* THE RECORDS:
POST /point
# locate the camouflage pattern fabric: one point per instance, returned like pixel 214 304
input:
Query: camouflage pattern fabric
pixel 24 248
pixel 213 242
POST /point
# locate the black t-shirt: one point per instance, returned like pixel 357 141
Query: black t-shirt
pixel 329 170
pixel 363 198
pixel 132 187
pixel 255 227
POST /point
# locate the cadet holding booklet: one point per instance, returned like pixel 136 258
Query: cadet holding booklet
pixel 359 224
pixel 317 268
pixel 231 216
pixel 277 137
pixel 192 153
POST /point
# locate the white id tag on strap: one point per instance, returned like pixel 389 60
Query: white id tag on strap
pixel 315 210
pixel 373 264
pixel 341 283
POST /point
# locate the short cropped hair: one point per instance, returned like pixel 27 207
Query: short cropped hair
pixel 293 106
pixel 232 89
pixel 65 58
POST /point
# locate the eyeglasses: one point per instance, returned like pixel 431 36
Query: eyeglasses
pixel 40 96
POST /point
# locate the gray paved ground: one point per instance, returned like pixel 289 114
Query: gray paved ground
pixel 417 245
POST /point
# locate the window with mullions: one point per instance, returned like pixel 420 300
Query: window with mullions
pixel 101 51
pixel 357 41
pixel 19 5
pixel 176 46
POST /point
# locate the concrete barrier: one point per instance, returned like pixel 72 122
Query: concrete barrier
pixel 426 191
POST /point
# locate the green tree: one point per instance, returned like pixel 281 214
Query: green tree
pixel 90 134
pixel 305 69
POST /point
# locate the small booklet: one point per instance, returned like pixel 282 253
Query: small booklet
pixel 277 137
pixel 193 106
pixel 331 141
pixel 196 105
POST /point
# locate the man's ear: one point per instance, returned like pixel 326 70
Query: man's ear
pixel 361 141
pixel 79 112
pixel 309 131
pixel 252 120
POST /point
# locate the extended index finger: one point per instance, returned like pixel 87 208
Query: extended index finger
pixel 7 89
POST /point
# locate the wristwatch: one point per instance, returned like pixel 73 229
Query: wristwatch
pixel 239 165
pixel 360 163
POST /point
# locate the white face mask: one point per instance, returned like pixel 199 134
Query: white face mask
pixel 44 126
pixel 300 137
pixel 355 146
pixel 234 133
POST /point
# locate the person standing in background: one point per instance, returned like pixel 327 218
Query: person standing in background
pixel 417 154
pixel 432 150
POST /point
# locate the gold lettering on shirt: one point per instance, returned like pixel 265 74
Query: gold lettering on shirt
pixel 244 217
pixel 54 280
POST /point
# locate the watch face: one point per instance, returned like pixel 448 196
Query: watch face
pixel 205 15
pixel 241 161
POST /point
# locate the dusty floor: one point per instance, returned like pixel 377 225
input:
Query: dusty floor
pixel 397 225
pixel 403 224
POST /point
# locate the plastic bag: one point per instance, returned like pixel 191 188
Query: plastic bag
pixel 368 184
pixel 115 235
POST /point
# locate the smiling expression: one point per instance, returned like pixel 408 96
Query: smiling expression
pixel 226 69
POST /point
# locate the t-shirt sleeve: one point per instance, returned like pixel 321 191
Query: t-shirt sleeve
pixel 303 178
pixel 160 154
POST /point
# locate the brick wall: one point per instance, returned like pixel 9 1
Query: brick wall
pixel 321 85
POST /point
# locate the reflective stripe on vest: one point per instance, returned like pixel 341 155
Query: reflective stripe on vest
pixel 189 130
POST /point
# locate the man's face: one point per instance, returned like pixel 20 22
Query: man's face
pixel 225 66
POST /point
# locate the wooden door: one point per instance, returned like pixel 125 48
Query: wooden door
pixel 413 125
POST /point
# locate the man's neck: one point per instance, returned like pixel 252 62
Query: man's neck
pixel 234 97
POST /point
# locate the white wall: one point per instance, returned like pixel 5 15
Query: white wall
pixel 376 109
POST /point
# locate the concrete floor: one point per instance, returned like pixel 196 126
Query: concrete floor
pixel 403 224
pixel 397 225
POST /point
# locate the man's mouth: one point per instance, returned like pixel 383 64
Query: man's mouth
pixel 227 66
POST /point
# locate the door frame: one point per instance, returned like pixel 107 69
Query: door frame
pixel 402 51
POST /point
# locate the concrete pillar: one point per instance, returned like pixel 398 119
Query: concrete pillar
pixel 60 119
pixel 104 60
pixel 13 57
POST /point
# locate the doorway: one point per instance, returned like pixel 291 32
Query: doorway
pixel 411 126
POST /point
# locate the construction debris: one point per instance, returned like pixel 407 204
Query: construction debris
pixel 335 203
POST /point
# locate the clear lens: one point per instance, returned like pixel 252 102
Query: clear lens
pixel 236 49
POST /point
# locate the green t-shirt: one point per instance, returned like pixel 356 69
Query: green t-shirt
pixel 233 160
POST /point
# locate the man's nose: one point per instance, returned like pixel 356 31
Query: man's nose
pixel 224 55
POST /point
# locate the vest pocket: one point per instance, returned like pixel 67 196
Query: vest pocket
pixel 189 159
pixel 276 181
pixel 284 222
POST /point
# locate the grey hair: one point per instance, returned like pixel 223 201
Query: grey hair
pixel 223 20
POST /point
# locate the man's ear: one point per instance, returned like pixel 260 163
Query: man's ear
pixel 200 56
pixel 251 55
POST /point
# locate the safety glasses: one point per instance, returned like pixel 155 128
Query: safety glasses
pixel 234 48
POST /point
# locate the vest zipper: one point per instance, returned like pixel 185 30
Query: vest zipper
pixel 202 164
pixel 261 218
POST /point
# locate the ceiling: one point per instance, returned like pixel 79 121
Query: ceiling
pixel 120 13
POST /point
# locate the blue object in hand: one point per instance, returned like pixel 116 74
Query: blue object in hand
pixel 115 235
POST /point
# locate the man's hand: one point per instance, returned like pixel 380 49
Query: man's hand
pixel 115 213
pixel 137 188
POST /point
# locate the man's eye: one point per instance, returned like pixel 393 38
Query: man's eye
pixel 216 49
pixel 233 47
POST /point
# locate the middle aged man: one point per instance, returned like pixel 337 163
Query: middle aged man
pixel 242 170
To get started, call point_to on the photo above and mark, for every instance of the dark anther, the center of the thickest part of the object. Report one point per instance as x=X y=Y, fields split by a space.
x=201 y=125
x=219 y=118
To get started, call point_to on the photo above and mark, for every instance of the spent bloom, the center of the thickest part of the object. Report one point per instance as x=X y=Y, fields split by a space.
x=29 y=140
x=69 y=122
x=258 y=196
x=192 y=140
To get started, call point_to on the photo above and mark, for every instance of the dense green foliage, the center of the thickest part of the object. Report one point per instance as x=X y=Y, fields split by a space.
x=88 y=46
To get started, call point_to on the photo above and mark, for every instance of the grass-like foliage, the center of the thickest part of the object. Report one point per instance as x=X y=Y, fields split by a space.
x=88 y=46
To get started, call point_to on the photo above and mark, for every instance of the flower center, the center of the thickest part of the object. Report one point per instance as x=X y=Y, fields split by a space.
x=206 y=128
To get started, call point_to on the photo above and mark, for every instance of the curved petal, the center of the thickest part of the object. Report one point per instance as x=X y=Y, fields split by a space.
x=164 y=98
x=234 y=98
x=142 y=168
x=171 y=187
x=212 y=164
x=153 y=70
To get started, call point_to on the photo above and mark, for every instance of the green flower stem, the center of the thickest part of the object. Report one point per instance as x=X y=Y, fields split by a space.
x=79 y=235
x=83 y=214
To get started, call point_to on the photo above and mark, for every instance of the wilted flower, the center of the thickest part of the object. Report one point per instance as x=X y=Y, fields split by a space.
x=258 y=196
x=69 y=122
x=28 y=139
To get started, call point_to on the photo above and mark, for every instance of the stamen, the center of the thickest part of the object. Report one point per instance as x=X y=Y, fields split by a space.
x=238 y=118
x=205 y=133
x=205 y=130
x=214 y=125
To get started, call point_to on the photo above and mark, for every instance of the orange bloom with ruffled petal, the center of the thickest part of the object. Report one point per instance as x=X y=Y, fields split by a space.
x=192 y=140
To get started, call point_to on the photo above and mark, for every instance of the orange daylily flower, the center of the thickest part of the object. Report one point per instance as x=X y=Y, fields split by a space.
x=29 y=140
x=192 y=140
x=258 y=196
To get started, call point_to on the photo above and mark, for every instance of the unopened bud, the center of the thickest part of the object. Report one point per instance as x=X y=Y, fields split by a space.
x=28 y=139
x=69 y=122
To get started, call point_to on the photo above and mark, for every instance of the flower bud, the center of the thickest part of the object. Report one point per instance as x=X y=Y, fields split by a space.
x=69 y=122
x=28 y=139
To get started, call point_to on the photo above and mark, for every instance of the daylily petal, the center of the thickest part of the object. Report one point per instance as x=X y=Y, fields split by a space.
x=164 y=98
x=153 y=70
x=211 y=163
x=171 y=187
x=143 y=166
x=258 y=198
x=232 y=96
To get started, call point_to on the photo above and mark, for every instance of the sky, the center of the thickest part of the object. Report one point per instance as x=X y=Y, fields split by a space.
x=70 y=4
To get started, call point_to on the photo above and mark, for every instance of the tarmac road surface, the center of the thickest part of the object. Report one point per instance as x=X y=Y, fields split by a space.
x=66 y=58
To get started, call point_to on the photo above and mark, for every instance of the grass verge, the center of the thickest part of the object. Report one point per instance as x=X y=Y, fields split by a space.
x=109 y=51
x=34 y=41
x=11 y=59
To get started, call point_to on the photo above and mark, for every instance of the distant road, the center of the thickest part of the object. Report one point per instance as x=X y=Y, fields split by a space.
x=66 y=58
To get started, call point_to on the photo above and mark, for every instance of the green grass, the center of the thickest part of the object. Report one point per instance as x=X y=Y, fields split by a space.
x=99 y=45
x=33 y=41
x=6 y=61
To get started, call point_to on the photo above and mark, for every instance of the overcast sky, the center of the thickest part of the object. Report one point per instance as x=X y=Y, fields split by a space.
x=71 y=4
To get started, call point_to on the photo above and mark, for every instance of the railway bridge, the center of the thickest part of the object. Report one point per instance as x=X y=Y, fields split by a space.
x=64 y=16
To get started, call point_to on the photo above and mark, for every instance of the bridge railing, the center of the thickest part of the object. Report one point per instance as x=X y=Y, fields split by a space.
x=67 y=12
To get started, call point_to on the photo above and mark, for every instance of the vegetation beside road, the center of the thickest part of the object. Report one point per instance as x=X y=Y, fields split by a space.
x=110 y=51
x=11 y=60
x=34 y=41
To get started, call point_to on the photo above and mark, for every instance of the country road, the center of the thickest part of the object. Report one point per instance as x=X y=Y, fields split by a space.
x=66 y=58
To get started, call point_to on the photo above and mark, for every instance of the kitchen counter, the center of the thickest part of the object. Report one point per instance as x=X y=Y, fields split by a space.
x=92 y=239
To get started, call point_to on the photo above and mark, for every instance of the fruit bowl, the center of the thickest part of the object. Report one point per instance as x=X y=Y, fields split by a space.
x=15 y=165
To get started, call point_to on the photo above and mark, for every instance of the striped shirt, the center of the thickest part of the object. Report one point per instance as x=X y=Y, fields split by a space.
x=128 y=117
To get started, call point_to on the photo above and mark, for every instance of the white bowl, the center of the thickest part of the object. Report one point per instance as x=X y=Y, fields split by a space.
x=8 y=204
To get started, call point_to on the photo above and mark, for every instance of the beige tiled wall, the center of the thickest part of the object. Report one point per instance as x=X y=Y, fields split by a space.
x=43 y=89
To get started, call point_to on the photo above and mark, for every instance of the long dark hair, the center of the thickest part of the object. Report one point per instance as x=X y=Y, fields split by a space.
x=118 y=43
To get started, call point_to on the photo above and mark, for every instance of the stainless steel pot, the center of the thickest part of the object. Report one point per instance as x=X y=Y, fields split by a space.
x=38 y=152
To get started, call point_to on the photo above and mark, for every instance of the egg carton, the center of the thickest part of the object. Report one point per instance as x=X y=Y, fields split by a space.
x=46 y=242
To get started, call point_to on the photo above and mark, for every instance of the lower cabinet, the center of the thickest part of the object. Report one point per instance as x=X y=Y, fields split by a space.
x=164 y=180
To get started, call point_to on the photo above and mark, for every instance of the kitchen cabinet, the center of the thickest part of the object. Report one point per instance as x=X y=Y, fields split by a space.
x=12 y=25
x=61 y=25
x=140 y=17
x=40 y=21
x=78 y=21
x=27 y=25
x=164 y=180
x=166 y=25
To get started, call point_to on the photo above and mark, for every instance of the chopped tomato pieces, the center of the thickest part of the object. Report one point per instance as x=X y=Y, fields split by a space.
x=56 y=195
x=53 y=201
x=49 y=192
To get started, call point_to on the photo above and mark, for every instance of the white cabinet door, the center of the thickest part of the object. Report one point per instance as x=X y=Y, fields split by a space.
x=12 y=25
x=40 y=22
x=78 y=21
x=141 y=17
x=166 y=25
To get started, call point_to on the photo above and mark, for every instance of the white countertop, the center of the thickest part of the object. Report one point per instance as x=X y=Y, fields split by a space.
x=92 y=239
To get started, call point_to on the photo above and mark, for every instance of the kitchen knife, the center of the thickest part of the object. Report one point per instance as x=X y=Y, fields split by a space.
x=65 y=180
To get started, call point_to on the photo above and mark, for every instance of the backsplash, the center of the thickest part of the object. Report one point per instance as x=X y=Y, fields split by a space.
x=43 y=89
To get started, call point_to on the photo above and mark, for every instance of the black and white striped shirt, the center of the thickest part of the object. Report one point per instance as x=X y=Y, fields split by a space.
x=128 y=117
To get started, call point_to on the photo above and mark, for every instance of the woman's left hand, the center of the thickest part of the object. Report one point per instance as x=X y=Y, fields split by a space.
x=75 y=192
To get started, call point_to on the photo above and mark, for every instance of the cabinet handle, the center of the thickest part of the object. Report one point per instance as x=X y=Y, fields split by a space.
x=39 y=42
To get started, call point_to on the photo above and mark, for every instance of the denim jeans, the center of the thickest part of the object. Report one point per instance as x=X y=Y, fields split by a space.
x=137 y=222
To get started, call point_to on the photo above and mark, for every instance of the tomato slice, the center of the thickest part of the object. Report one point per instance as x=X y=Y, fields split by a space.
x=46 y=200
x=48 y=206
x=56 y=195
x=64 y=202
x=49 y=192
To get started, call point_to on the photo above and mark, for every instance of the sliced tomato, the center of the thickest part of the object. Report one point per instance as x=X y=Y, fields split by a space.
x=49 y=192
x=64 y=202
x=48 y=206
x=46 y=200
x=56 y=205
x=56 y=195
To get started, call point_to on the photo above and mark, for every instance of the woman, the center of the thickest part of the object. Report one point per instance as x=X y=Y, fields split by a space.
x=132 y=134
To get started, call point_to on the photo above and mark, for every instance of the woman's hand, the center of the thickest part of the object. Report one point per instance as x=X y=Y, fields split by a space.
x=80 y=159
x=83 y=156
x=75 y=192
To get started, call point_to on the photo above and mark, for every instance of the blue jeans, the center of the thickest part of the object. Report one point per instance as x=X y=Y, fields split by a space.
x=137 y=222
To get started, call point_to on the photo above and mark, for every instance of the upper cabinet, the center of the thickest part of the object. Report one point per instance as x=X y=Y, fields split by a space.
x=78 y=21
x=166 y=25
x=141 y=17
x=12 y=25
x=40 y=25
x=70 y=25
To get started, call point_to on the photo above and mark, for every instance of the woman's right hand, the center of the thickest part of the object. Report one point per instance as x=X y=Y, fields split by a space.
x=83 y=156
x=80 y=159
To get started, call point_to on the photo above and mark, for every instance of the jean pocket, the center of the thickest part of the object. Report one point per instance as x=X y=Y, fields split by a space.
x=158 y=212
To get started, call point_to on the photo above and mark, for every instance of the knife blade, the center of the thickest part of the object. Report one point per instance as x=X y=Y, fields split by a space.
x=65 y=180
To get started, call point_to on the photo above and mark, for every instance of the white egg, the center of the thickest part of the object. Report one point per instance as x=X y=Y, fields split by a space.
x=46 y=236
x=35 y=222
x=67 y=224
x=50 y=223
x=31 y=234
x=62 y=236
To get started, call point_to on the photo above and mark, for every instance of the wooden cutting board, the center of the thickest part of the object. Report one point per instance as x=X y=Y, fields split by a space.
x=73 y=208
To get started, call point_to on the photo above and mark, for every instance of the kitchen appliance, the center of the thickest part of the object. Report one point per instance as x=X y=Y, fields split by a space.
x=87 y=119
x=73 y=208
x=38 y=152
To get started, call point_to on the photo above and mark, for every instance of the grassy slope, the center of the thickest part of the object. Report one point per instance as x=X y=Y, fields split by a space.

* WHAT TO DO: Begin at the first line of the records above and quote every line verbatim through the one that contains "# locate the cadet".

* ANSWER FOR THE TASK:
POST /point
# locate the camouflage pattern fabric: one point per instance, returned like pixel 214 304
input:
Query: camouflage pattern fabric
pixel 24 248
pixel 213 242
POST /point
# locate the black t-shirt: one point per instance, returned like pixel 357 141
Query: black t-shirt
pixel 329 170
pixel 363 198
pixel 132 187
pixel 255 227
POST /point
# locate the cadet holding booklet: one point per instance, returned like pixel 136 258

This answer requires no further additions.